Exercise A:
In the MMLF support thread, what value is self.reward reset to whenever AgentBase.getAction() or AgentBase.nextEpisodeStarted() is called?

Document excerpt:
▬▬▬

Re: [MMLF-support] about a bug

SourceForge Headquarters 1320 Columbia Street Suite 310 San Diego, CA 92101 +1 (858) 422-6466

Hello Ralph,
thanks for your interest in the MMLF. Your application sounds quite 
interesting.

I would not consider this behaviour a bug; the semantics of self.reward 
is as follows: the agent obtains reward via giveReward(reward). It 
accumulates this reward in the self.reward attribute. This self.reward 
is initially 0. It is reset to 0 whenever AgentBase.getAction() or 
AgentBase.nextEpisodeStarted() is called (i.e. when the agent has to 
choose an action or when an episode terminates). The reason for this 
semantics is that in some settings, the agent might get several rewards 
before he can act/learn the next time.

For getting the behaviour you want, you can simply do the following changes:
* In td_agent.py replace in TDAgent.giveReward() "self.reward += reward" 
by "self.reward = reward"
* In agent_base.py replace in AgentBase.__init__, AgentBase.getAction, 
and AgentBase.nextEpisodeStarted the statements "self.reward = 0" by 
"self.reward = None"

This should do the job. You have to make sure then that the _train 
method is never called when self.reward is None since otherwise it would 
crash since it expects a numeric reward.

Best regards,
Jan

Am 02.08.2012 01:32, schrieb Yuan, Jiangchuan:
>
> Dear MMLF-support team,
>
> We are trying design some reinforcement learning models for our equity 
> trading algorithms. We were doing some test on MMLF, and it seems 
> pretty convenient so far.
>
> However, we noticed that the None reward set in the environment seems 
> to be automatically transformed as reward=0 in the agent. More 
> specifically, in the evaluateAction(self, actionObject) function, we 
> sometimes return the resultDict with reward as None. However, if I set 
> a stop point within getAction(self) in the td_agent.py and check the 
> value of self.reward, it turns out that self.reward is tranfored as 0 
> automatically.

▬▬▬

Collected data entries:
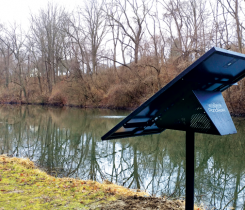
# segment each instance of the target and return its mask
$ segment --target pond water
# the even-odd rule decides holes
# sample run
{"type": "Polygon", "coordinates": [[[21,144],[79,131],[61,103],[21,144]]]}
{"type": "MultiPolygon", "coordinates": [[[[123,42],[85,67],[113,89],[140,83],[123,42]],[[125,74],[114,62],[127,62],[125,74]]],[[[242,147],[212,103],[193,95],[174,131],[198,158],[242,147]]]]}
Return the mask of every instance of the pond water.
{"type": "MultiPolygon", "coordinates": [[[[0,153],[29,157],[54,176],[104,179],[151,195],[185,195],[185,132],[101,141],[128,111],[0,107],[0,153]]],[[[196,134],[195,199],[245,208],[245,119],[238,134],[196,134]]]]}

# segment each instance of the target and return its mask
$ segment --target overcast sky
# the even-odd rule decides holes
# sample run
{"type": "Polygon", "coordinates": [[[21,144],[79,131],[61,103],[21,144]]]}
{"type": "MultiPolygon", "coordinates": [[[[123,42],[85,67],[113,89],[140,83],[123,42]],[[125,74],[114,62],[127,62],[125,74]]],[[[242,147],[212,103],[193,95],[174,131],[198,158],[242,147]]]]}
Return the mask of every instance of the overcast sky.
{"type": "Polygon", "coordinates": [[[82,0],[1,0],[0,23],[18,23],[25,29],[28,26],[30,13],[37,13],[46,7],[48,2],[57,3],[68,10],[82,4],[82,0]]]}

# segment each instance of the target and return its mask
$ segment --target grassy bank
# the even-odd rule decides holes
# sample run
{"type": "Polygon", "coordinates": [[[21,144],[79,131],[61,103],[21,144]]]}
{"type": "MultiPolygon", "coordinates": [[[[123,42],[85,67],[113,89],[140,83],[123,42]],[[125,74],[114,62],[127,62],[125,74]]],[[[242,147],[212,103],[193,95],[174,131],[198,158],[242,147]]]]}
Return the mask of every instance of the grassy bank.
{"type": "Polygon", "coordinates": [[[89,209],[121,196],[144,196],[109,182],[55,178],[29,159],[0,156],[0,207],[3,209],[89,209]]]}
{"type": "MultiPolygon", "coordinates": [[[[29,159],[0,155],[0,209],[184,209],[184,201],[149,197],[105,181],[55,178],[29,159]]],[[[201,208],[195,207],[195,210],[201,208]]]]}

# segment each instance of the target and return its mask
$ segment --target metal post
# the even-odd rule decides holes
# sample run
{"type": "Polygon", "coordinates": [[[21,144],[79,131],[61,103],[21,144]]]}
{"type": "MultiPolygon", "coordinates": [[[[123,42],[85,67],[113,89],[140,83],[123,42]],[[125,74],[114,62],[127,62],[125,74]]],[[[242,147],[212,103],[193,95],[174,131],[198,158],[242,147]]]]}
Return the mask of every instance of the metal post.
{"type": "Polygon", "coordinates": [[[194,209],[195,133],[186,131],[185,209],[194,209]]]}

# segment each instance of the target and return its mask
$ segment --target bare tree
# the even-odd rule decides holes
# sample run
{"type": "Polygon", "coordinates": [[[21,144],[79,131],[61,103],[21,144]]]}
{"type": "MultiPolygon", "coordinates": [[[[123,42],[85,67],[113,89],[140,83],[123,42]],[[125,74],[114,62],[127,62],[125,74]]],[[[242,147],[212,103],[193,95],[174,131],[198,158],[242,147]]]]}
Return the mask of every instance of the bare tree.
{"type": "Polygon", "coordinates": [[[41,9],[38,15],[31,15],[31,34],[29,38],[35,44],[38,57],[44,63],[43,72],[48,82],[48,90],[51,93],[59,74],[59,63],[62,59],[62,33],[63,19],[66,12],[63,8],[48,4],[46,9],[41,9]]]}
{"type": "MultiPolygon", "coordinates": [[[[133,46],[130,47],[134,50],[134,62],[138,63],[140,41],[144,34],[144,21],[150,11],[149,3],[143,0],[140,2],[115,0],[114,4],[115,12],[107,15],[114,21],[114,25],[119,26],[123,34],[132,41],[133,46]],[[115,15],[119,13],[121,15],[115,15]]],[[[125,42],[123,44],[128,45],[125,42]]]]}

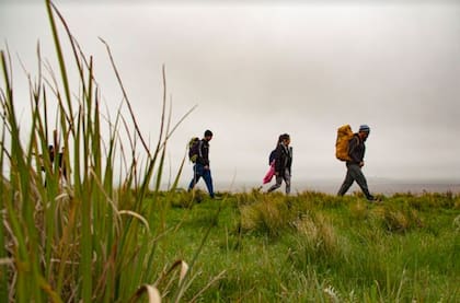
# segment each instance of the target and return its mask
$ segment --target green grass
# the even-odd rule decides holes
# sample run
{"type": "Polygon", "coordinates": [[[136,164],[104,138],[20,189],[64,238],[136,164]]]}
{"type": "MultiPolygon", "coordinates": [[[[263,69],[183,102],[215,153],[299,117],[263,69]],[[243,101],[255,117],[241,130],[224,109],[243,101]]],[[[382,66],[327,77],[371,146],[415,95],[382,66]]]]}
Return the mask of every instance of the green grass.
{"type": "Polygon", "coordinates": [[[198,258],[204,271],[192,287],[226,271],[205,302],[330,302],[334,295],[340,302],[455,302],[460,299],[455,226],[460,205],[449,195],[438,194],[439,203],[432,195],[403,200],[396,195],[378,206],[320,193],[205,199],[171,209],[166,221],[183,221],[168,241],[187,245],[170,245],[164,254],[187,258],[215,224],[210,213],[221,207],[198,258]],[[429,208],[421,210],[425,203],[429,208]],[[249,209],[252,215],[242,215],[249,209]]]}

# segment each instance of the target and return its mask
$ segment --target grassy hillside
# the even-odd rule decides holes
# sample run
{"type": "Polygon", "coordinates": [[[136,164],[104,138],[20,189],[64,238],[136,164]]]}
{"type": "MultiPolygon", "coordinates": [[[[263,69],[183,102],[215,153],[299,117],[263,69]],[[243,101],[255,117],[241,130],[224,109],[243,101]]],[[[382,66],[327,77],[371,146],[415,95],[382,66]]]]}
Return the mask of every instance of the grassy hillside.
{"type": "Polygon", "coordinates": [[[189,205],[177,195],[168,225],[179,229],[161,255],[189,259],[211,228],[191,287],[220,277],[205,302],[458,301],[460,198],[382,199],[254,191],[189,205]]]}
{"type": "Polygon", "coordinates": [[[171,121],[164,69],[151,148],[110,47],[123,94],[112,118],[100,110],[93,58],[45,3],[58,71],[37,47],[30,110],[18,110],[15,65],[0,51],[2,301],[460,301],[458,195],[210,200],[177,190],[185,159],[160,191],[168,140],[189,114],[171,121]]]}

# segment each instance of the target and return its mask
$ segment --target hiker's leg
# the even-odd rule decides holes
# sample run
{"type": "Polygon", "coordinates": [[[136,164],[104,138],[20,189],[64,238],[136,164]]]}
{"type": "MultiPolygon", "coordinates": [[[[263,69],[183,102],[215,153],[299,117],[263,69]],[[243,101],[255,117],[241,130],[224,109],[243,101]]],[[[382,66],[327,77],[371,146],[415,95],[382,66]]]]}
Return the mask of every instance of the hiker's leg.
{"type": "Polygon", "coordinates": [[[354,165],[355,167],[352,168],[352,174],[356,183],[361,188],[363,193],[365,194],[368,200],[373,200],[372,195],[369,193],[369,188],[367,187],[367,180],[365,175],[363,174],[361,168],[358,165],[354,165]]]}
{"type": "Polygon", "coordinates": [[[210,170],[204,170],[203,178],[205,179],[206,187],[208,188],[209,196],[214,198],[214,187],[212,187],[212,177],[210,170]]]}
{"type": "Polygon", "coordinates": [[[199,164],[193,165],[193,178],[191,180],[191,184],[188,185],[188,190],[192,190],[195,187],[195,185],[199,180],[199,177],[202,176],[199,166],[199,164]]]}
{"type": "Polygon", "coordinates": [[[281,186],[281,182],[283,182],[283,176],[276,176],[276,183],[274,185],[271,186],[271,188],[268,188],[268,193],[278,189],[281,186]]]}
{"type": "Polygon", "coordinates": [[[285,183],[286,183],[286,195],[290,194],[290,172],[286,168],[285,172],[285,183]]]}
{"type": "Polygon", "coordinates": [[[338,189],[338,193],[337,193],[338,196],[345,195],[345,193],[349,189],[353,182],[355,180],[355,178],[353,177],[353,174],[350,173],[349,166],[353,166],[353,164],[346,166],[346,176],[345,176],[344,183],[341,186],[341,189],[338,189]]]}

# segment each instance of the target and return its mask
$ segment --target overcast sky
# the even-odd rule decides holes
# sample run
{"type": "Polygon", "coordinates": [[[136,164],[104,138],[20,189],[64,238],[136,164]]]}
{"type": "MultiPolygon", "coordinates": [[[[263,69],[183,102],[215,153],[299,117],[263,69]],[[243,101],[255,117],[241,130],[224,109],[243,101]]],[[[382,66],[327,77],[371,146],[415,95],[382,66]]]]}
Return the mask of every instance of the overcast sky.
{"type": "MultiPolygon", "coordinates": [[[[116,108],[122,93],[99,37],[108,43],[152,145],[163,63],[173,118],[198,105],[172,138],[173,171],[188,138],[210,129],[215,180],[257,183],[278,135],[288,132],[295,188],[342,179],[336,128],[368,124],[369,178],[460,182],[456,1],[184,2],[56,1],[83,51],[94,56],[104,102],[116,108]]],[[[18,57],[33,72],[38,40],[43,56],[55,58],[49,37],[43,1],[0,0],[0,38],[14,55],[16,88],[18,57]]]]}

▬▬▬

Exercise B:
Count the lines in the records above that contain the string "metal", and give only the number.

Answer A:
It is reset to 0.

Answer B:
2